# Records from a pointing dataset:
——————————

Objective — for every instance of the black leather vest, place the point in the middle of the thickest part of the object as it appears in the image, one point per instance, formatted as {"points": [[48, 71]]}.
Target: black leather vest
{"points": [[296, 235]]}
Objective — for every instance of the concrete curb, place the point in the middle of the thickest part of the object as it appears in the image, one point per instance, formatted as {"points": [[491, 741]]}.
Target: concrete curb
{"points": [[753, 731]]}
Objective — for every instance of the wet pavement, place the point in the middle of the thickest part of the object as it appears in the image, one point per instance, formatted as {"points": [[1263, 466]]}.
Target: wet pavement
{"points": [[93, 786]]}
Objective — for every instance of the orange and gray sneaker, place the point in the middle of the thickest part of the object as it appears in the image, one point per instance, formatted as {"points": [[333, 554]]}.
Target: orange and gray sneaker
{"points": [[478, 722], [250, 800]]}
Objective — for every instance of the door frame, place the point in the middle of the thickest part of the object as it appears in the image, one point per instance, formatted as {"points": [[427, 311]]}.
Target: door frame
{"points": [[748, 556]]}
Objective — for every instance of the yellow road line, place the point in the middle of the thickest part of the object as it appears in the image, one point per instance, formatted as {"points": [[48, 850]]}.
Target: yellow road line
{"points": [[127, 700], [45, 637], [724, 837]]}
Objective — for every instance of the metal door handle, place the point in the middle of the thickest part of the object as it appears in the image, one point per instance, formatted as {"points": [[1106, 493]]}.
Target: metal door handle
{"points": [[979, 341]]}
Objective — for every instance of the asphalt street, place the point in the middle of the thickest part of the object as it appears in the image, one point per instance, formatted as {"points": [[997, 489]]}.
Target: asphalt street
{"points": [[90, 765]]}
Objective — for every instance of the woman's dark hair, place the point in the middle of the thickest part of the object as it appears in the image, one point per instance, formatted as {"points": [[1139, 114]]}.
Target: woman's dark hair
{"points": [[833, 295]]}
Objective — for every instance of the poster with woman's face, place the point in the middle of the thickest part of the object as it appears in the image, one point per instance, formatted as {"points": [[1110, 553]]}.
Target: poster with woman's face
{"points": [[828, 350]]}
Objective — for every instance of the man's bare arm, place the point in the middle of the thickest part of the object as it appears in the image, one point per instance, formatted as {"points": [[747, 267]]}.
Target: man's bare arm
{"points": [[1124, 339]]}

——————————

# The exercise:
Please recast all of the material above as a Markdown table with the columns Row and Line, putting each line in its own numbered row and leaving out blank lines.

# Expected answer:
| Row | Line |
|---|---|
| 1 | Objective — for every instance of the black leather vest, place the point in the middle of the thickest part of the object as it appears in the image, one point per instance, formatted as {"points": [[48, 71]]}. |
| 2 | Target: black leather vest |
| 3 | {"points": [[296, 235]]} |
| 4 | Objective — for every instance of the concrete curb, place the point in the middle of the thickest part of the object as it appears in the image, one point per instance, formatted as {"points": [[491, 741]]}. |
| 5 | Target: concrete curb |
| 6 | {"points": [[753, 731]]} |
| 7 | Objective — for every instance of the wet pavement, place the point in the middle of the thickest part of the object as it appears in the image, one point per instance, formatted as {"points": [[1263, 466]]}. |
| 8 | Target: wet pavement |
| 9 | {"points": [[93, 786]]} |
| 10 | Objective — for every instance of the orange and gray sneaker, place the point in the middle of the thickest part of the object as it appears in the image, one point per instance, formatted as {"points": [[333, 554]]}. |
| 11 | Target: orange and gray sneaker |
| 12 | {"points": [[478, 722], [250, 800]]} |
| 13 | Objective — for every instance of the door frame, place the point in the middle of the thickest part of the object as it appears in the image, one point per instance, formatted as {"points": [[427, 311]]}. |
| 14 | Target: door frame |
| 15 | {"points": [[748, 556]]} |
| 16 | Objective — for every instance of the yellow road line, place the point in the middle of the thickest part of the object as it appears in the image, one point per instance, formatted as {"points": [[48, 850]]}. |
| 17 | Target: yellow road line |
| 18 | {"points": [[127, 700], [45, 637], [724, 837]]} |
| 19 | Objective — for every instance of the metal door handle, place the point in the middle of the thickest part of the object as it appears in the image, one point per instance, formatted as {"points": [[1106, 493]]}. |
| 20 | Target: metal door handle |
| 21 | {"points": [[979, 341]]} |
| 22 | Objective — for every instance of the asphalt street, place the point in the middle of the thickest part of the object as it appears in the image, one point per instance, formatted as {"points": [[997, 489]]}. |
| 23 | Target: asphalt street |
| 24 | {"points": [[90, 765]]} |
| 25 | Objective — for every instance of the woman's dark hair, place the point in the middle of the thickest part of the object as it appears in the image, one point per instance, formatted as {"points": [[1139, 114]]}. |
| 26 | Target: woman's dark hair |
| 27 | {"points": [[833, 295]]} |
| 28 | Objective — for every instance of the poster with woman's face, place the point in the middle of the thickest part of the object as it appears in the image, one point per instance, formatted as {"points": [[1110, 553]]}. |
| 29 | Target: poster with woman's face |
| 30 | {"points": [[828, 350]]} |
| 31 | Objective — for every instance of the man's bare arm, place the point in the middle of the thickest part of the object as it appears in the image, one point per instance, formatted as {"points": [[747, 267]]}. |
| 32 | Target: man's bare arm |
| 33 | {"points": [[1124, 339]]} |